#### PAGE EXTRACT
========================
In July 2017, Andes Energía merged with Petrolera El Trebol (PETSA), an Argentine subsidiary of Switzerland's Mercuria. The merger created the new company Phoenix Global Resources and it has a strong presence in the country's most prolific conventional and non-conventional oil basins. Its main objective is the development of the Vaca Muerta field in both Neuquén and Mendoza.

Manzano and Vila managed to close an agreement between the Andes and Mercuria, one of the largest hydrocarbon traders in the world, consisting of two loans totaling $60 million (USD), the first of which will allow it to settle a debt of US$20 million to finance drilling activities in Chachaheun, Argentina, and the second is a US$40 million credit line to finance drilling activities throughout the Andes portfolio, including its Vaca Muerta, Argentina surface.

In addition, Manzano has investments in the oil sector through the firm Ketsal/Kilwer. Within the last few years, the business has been awarded exploitation contracts in southern Argentina, an area of great oil extraction potential.

Manzano and Vila also control Hidroeléctrica Ameghino S.A. (an electricity generating plant) in Chubut Province. The plant is connected to the Patagonic Electric System and provides an annual 174 Gwh of electricity.

In 2013, Vila and Manzano bought 49.9% of the UTE (Transitory Union of Companies) led by El Trebol to exploit the Chañares Herrados and Puesto Pozo Cercado deposits in Tupungato (concessioned until 2017). The operation was carried out with Mercuria, the holding company owner of El Trébol. They signed an agreement with a Brazilian oil company named Imetame Energia to explore their fields in Brazil.

Building 
Manzano also works with Vila in the construction industry through their industrial construction company Pamar SA, which specializes in building gas pipelines and has more than 35 years of experience in the market. Pamar works in Latin American countries creating oil and gas pipelines, process plants, electricity distribution networks, fiber optic networks and sanitation works. Pamar S.A. was recognized as the leader of the "Central West Gas Pipeline System", the largest of its kind in Argentina, covering more than 500 kilometers. Its biggest customers are YPF, TGS, TGN and EDEMSA.

The Vila-Manzano group became part of Metrogas, after British Gas (BG) agreed to sell its holdings to the company Integra Gas Distribution LLC, owned by the Mendoza holding company. Integra is the second largest shareholder (17% of total shares) of the company after YPF.

Metrogas distributes more than 19% of the total gas supplied in the country and is the only gas distribution service provider in and around Buenos Aires. It covers more than 2,150 square kilometers and has 15,800 kilometers of pipeline. It has more than 2.3 million customers.

Wine production 
In 1998, Manzano entered the wine industry. He created Grupo Vitivinícola de Tupungato, which operates Los Algarrobos estate in San Juan, and vineyards and a winery in Tupungato, Mendoza.

The winery owns 1,533 hectares of fields which are located around 1,200–1,500 meters above sea level. Thirty hectares are taken up by vineyards, which produce raw materials for the wines that are sold in domestic and foreign markets. The winery has an output capacity of 1 million liters of wine per year.

In the same building as the winery is a restaurant known as La Tupiña in Gualtallary, owned by the Viticulture Group of Tupungato.
========================
Source records
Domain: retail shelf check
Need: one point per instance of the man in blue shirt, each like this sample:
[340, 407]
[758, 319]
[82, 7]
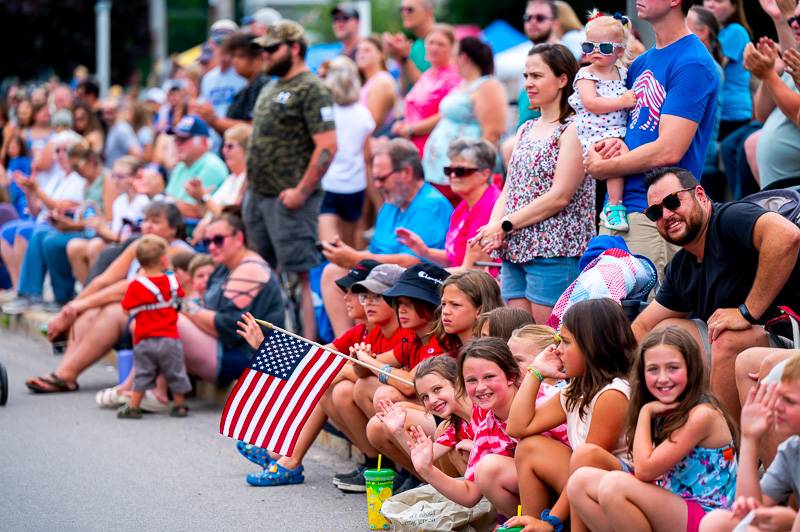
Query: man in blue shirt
[676, 85]
[409, 202]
========================
#### WORK TO BE COMPLETED
Echo word for word the passage on the Manzano and Vila business holdings, everything from "In July 2017, Andes" down to "Neuquén and Mendoza.". The records have no connection to the passage on the Manzano and Vila business holdings.

#### OUTPUT BELOW
In July 2017, Andes Energía merged with Petrolera El Trebol (PETSA), an Argentine subsidiary of Switzerland's Mercuria. The merger created the new company Phoenix Global Resources and it has a strong presence in the country's most prolific conventional and non-conventional oil basins. Its main objective is the development of the Vaca Muerta field in both Neuquén and Mendoza.